> **PARTS OF THE EXERCISE**:
**A)** In the passage on Neiman's account of freedom, translate this sentence into Spanish: "Theories about how moral education works are not nearly as important as we tend to think, provided we can keep our confidence that such education can work."
**B)** Carry the passage on Neiman's account of freedom forward with a further paragraph that picks up after its final sentence.

> **PAGE EXCERPT**:
Philosophically, one of the deepest discussions in the book is Neiman’s appropriation of Kant’s doctrine of freedom. This is a notoriously treacherous area, but Neiman correctly aligns it with the human capacity for noticing or inventing (it does not necessarily matter which) possibilities for action. As well as whatever is the case, we have what might be the case, or what we could make come about, as well as what ought to be the case. Freedom, in the sphere of action, is therefore associated with a refusal to accept that what is the case limits and constrains our possibility for doing the other thing, surprising the psychologist, as it were. If the biological scientist comes along and tells us that we are all selfish, we do not need to conduct surveys and build laboratories to disprove it. We just need to remember that it is open to us to tip the waitress although we will never see her again, or to refuse to comply with the unjust demand to condemn the innocent who is accused of some crime, even if it would benefit us to agree. If the biological scientist says that it is against human nature to do these things, we have it in our hands to refute him on the spot. If on the other hand he retreats to saying that doing them is just a disguise for selfishness, first, it is not clear that he is doing science anymore, and second, we can properly reply that if so it is the disguise, and not our supposed true nature, that matters to the waitress or the innocent who is accused. Theories about how moral education works are not nearly as important as we tend to think, provided we can keep our confidence that such education can work. The problem with our contemporary “scientism” about human nature is that too often it half convinces us that it cannot, and thus, Neiman says, helps dissolve both reverence and hope.

> **STUDY MATERIAL**:

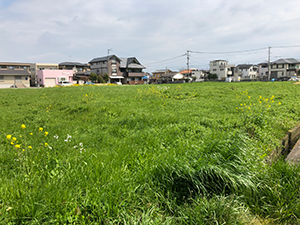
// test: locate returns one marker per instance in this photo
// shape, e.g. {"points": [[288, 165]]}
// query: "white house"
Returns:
{"points": [[50, 78], [248, 71], [221, 68]]}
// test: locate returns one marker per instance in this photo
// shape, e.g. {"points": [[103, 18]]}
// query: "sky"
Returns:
{"points": [[158, 32]]}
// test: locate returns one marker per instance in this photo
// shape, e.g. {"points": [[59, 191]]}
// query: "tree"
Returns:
{"points": [[212, 76], [106, 77], [100, 79], [93, 77]]}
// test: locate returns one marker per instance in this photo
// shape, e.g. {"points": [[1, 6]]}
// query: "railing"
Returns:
{"points": [[136, 74]]}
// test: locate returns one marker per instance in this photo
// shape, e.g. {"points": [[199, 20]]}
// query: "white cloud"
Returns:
{"points": [[49, 30]]}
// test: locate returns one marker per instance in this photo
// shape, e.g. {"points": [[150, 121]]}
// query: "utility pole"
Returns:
{"points": [[269, 64], [108, 50], [188, 62]]}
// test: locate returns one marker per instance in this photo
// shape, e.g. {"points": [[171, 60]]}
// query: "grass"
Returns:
{"points": [[168, 154]]}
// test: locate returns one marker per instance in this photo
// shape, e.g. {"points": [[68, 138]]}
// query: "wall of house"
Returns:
{"points": [[44, 74], [220, 68], [8, 80]]}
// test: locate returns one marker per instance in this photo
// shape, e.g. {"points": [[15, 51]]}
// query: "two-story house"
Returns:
{"points": [[14, 74], [248, 71], [123, 70], [221, 68], [284, 67], [81, 71], [156, 75], [34, 67], [132, 71]]}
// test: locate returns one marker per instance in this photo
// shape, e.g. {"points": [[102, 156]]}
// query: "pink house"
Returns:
{"points": [[50, 78]]}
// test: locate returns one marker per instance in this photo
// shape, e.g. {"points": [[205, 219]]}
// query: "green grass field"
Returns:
{"points": [[166, 154]]}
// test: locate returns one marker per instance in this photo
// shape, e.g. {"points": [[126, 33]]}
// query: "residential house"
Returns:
{"points": [[81, 71], [34, 67], [221, 68], [123, 70], [263, 69], [132, 71], [248, 71], [197, 75], [158, 73], [167, 78], [51, 78], [14, 74], [284, 68]]}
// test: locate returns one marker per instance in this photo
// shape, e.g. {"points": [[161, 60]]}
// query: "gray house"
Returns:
{"points": [[123, 70]]}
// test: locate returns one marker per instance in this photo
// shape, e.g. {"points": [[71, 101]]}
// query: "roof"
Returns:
{"points": [[162, 71], [286, 61], [187, 71], [244, 66], [14, 64], [14, 72], [218, 60], [132, 63], [72, 64], [104, 58], [169, 74]]}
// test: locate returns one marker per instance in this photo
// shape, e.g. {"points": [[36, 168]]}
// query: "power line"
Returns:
{"points": [[231, 52], [165, 60], [288, 46]]}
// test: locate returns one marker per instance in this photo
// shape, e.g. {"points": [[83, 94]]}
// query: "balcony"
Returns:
{"points": [[136, 74]]}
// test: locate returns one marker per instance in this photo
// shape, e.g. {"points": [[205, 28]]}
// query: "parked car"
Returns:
{"points": [[294, 78], [65, 83], [282, 79]]}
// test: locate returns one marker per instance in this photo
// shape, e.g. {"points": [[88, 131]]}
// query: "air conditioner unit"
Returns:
{"points": [[60, 79]]}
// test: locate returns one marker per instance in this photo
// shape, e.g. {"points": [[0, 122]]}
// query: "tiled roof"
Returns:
{"points": [[72, 64], [104, 58], [14, 72], [286, 61]]}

> **EXERCISE ANSWERS**:
**A)** Las teorías sobre cómo funciona la educación moral no son ni de lejos tan importantes como solemos pensar, siempre que podamos mantener la confianza en que dicha educación puede funcionar.

**B)**
One of Neiman’s favorite examples of heroes is the Abraham who questioned God’s decision to destroy Sodom on the grounds that it would be unjust to any good people in the city. Saying no or even “Are you sure?” to infinite power is probably high on most people’s list of heroisms, one they hope, but doubt, they might achieve themselves. A more surprising hero at first sight is the wily Odysseus, the crafty wanderer whose morals are more frequently the target of raised eyebrows. But Odysseus represents the kind of engagement with the world coupled with an awareness of possibility that Neiman admires. His vitality, his adaptability, and his touching humanity are better models for grown-up living than the cardboard cutouts that inhabit most people’s moral imaginations. Plato made a cognate point by banishing the artists from his ideal republic altogether, supposing that the human imagination is too malleable to withstand without corruption their assaults of fantasy and falsehood. Again, it is a sign of our times that we find anything outlandish in this view.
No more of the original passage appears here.